▸ **Supplied material**

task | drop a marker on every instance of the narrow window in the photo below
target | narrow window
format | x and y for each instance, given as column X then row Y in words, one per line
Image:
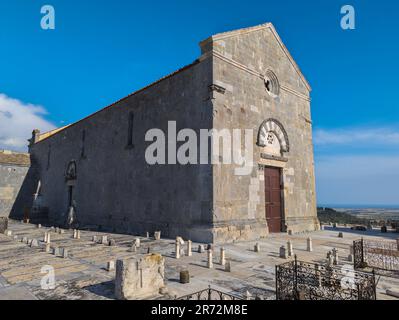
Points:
column 130, row 130
column 82, row 152
column 48, row 157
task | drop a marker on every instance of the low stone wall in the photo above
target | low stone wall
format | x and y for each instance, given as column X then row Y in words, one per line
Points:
column 3, row 224
column 139, row 278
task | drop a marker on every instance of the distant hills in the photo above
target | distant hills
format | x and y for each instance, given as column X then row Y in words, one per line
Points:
column 327, row 215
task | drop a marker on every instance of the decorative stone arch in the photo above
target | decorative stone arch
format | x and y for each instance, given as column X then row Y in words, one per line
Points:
column 71, row 172
column 270, row 130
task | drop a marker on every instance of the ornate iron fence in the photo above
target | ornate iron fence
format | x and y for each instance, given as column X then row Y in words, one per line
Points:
column 210, row 294
column 381, row 256
column 297, row 280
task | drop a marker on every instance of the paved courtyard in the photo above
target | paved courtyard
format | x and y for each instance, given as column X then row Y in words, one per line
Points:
column 84, row 275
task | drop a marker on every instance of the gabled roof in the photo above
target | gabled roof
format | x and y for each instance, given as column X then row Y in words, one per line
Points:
column 14, row 158
column 269, row 25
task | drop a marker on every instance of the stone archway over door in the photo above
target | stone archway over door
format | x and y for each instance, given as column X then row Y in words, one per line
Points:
column 273, row 199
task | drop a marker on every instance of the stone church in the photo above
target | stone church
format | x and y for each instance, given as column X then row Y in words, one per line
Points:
column 93, row 173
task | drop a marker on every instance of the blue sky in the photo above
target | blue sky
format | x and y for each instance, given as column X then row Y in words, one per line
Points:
column 101, row 51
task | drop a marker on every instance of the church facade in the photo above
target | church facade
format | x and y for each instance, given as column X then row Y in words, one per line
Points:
column 94, row 173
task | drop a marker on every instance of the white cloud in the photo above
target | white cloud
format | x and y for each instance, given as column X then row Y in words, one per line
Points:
column 358, row 179
column 17, row 121
column 372, row 136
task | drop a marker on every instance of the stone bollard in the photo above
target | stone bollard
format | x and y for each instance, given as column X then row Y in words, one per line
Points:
column 210, row 259
column 177, row 249
column 222, row 256
column 137, row 242
column 131, row 283
column 110, row 266
column 133, row 248
column 56, row 251
column 283, row 252
column 330, row 259
column 335, row 256
column 34, row 243
column 181, row 245
column 184, row 277
column 65, row 253
column 189, row 252
column 290, row 249
column 309, row 244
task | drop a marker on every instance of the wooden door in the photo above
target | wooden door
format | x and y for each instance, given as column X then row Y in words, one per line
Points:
column 273, row 199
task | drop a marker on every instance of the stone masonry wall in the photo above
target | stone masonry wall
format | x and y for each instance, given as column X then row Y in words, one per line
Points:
column 12, row 177
column 115, row 188
column 239, row 207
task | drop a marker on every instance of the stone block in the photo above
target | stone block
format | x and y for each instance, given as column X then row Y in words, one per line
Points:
column 139, row 278
column 283, row 252
column 64, row 252
column 110, row 265
column 157, row 235
column 3, row 224
column 184, row 277
column 34, row 243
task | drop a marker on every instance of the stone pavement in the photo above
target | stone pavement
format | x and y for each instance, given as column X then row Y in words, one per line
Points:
column 83, row 274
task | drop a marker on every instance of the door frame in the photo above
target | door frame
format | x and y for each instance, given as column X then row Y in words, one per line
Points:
column 283, row 226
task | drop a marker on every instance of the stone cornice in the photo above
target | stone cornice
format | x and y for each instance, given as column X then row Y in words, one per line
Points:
column 270, row 26
column 252, row 72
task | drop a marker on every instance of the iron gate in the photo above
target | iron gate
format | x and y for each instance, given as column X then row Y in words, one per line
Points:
column 381, row 256
column 297, row 280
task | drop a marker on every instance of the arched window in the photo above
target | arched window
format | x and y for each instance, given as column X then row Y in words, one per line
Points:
column 71, row 173
column 273, row 137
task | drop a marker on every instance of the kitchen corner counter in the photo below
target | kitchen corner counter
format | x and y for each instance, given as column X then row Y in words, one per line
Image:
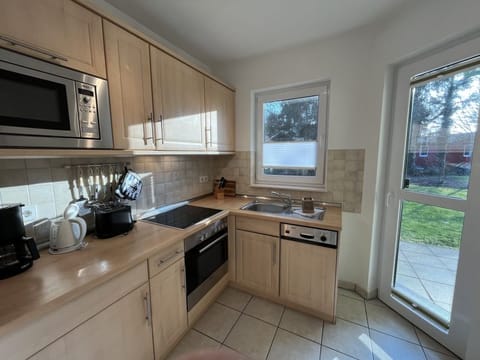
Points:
column 332, row 219
column 56, row 280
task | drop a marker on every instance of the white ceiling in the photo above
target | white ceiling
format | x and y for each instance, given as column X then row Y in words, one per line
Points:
column 226, row 30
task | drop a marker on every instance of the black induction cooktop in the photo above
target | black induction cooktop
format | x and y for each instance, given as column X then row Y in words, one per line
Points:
column 183, row 216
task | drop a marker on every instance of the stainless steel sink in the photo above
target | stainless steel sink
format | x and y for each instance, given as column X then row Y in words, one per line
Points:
column 282, row 209
column 273, row 208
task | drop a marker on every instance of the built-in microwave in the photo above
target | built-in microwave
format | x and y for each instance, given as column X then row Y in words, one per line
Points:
column 48, row 106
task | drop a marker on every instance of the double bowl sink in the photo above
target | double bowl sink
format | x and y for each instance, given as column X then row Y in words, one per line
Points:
column 282, row 209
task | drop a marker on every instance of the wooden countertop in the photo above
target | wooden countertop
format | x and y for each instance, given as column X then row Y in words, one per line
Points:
column 332, row 219
column 55, row 280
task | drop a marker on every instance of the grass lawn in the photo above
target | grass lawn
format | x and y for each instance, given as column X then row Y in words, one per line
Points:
column 433, row 225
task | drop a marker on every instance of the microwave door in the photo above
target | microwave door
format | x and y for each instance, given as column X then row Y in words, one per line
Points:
column 37, row 103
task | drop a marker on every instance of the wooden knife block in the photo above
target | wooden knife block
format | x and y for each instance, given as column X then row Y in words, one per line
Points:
column 219, row 193
column 229, row 190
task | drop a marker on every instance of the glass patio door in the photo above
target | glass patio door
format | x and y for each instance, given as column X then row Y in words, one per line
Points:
column 433, row 143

▸ **Task instructions**
Render all lines of the entries above as one numbered list, skipping blank lines and omitting the pictures.

▸ **Reply to the exercise**
1. task | drop a marker on every instance of the narrow window in the photo below
2. target | narrow window
3. format | x and y for each instance, given as column X then row Y in words, one per line
4. Image:
5. Points:
6. column 130, row 130
7. column 82, row 152
8. column 48, row 157
9. task | drop a marker on every instance of the low stone wall in the photo above
10. target | low stone wall
11. format | x and y for each instance, given as column X then row Y in words, one per line
12. Points:
13. column 3, row 224
14. column 139, row 278
15. task | drop a marker on every instance of the distant hills in the photo above
16. target | distant hills
17. format | x and y for each instance, given as column X then row Y in words, one per line
18. Points:
19. column 327, row 215
20. task | drop a marker on every instance of the decorative stone arch in the photo above
21. target | decorative stone arch
22. format | x and y for each instance, given as column X then row Y in words, one per line
23. Points:
24. column 71, row 172
25. column 270, row 130
26. task | drop a marker on every instance of the ornate iron fence in the photo above
27. target | ornate iron fence
28. format | x and y for each instance, given as column X then row Y in words, one per line
29. Points:
30. column 210, row 294
31. column 381, row 256
32. column 297, row 280
33. task | drop a marker on every instance of the paved courtyard in the photo above
34. target | paved courtyard
35. format | x and y for each instance, given as column X then row Y in words, one per line
36. Points:
37. column 84, row 275
38. task | drop a marker on every instance of the gabled roof in the photo above
39. target | gabled roof
40. format | x and y for each instance, given as column X then row Y in words, one per line
41. Points:
42. column 14, row 158
43. column 269, row 25
44. task | drop a marker on every instance of the stone archway over door in the photo above
45. target | stone archway over door
46. format | x and y for each instance, given as column X then row Y in words, one per line
47. Points:
48. column 273, row 199
49. task | drop a marker on every instance of the stone church in the photo above
50. target | stone church
51. format | x and y for each instance, given as column X then row Y in words, one per line
52. Points:
53. column 93, row 173
54. task | drop a marker on every instance of the blue sky in the photo above
55. target | blue sky
56. format | x and y for each instance, given as column X then row Y in words, one per line
57. Points:
58. column 101, row 51
59. task | drop a marker on every instance of the church facade in the photo above
60. target | church facade
61. format | x and y for each instance, given as column X then row Y in words, one per line
62. Points:
63. column 94, row 173
64. task | drop a marker on every instance of the white cloud in the photo above
65. target | white cloud
66. format | x and y for each instance, given as column X then row Y in words, one per line
67. Points:
68. column 358, row 179
69. column 17, row 121
70. column 372, row 136
71. task | drop a marker on every instance of the stone bollard in the photo above
72. target | stone bollard
73. format | x and y for each instance, given as column X then row Y in words, one per line
74. Points:
75. column 210, row 259
76. column 177, row 249
77. column 222, row 256
78. column 137, row 242
79. column 131, row 283
80. column 110, row 266
81. column 133, row 248
82. column 56, row 251
83. column 283, row 252
84. column 330, row 259
85. column 335, row 256
86. column 34, row 243
87. column 181, row 245
88. column 184, row 277
89. column 65, row 253
90. column 189, row 252
91. column 290, row 249
92. column 309, row 244
93. task | drop a marker on every instance of the wooden door in the photo above
94. target | wooden door
95. format | x and y for each instance, given as column X then row Y in words, one per line
96. Points:
97. column 273, row 199
98. task | drop a marker on every instance of the stone masonry wall in the photo above
99. target | stone masonry wall
100. format | x and y for each instance, given as column X then row Y in words, one per line
101. Points:
102. column 12, row 177
103. column 115, row 188
104. column 239, row 207
105. task | drop a marker on every instance of the stone block in the photo above
106. target | stone block
107. format | x and y for each instance, given as column X then row Y in words, one per line
108. Points:
109. column 139, row 278
110. column 283, row 252
111. column 64, row 252
112. column 110, row 265
113. column 157, row 235
114. column 3, row 224
115. column 184, row 277
116. column 34, row 243
117. task | drop a marker on every instance of the stone pavement in the photo above
118. target | stone pavement
119. format | x and y for each instance, given as column X then row Y in words, one per line
120. Points:
121. column 83, row 274
122. task | drop a marker on every instance of the door frame in the photo above
123. target | door frame
124. format | x and y for each instance, given as column X then row Y in words, one per line
125. Points:
126. column 283, row 226
127. task | drop a marker on every instance of the stone cornice in the photo above
128. target | stone cornice
129. format | x and y for each instance, given as column X then row Y in words, one per line
130. Points:
131. column 270, row 26
132. column 252, row 72
133. task | drop a marker on every instance of the iron gate in the photo above
134. target | iron gate
135. format | x and y for each instance, given as column X then row Y in words, one per line
136. Points:
137. column 381, row 256
138. column 297, row 280
139. task | drop a marker on every instance of the arched window in the photo above
140. target | arched window
141. format | x and y for each instance, given as column X then row Y in words, one per line
142. Points:
143. column 71, row 173
144. column 273, row 137
145. task | drop a marker on every instance of the kitchen corner counter in the photo below
146. target | kitchen corner counter
147. format | x and y for each instance, given as column X then row Y in words, one per line
148. Image:
149. Points:
150. column 332, row 219
151. column 56, row 280
152. task | drop a marker on every instance of the white ceiling in the photo above
153. target | white ceiling
154. format | x and y for each instance, given as column X then row Y in words, one per line
155. Points:
156. column 226, row 30
157. task | drop a marker on every instance of the black induction cooktop in the photo above
158. target | black induction cooktop
159. format | x and y for each instance, given as column X then row Y in words, one per line
160. Points:
161. column 183, row 216
162. task | drop a marker on every instance of the stainless steel sink in the photo above
163. target | stainless steel sink
164. format | x and y for each instance, given as column X then row Y in words, one per line
165. Points:
166. column 282, row 209
167. column 273, row 208
168. task | drop a marker on every instance of the built-in microwave in the photo above
169. target | built-in microwave
170. format | x and y for each instance, given as column X then row Y in words, one per line
171. Points:
172. column 48, row 106
173. task | drop a marker on every instance of the double bowl sink in the photo above
174. target | double bowl sink
175. format | x and y for each instance, given as column X then row Y in words, one per line
176. Points:
177. column 282, row 209
178. task | drop a marker on every instance of the wooden countertop in the photo above
179. target | wooden countertop
180. format | x and y for each instance, given as column X then row Y in words, one per line
181. Points:
182. column 332, row 219
183. column 55, row 280
184. task | drop a marker on every instance of the grass lawn in the photo above
185. target | grass lawn
186. format | x and y for each instance, given as column X then row Y in words, one per line
187. Points:
188. column 433, row 225
189. task | drop a marker on every instance of the microwave door in the photo above
190. target | microwave door
191. format | x and y for each instance, given as column X then row Y in words, one per line
192. Points:
193. column 37, row 103
194. task | drop a marker on every instance of the wooden knife block in the photo above
195. target | wooden knife block
196. format | x and y for each instance, given as column X then row Y in words, one per line
197. Points:
198. column 219, row 193
199. column 229, row 190
200. task | drop a marker on every instance of the glass patio door in the photo above
201. target | glass patio door
202. format | x and y for each instance, given as column X then row Y in words, one per line
203. Points:
204. column 433, row 143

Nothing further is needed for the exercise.